**Work item:**
Down to the last line, repeat the entries exactly.

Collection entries
----
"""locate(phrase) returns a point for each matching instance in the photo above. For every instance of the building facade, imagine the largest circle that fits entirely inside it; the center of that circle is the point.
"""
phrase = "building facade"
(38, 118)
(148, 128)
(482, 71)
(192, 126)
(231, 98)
----
**Exercise answer:**
"""locate(phrase) returns a point for each matching instance in the photo above. For every instance of the building facade, imagine the largest circle that fits entirely inside it; the center of that circle is the point.
"""
phrase = "building facade"
(38, 118)
(148, 128)
(482, 71)
(192, 126)
(231, 98)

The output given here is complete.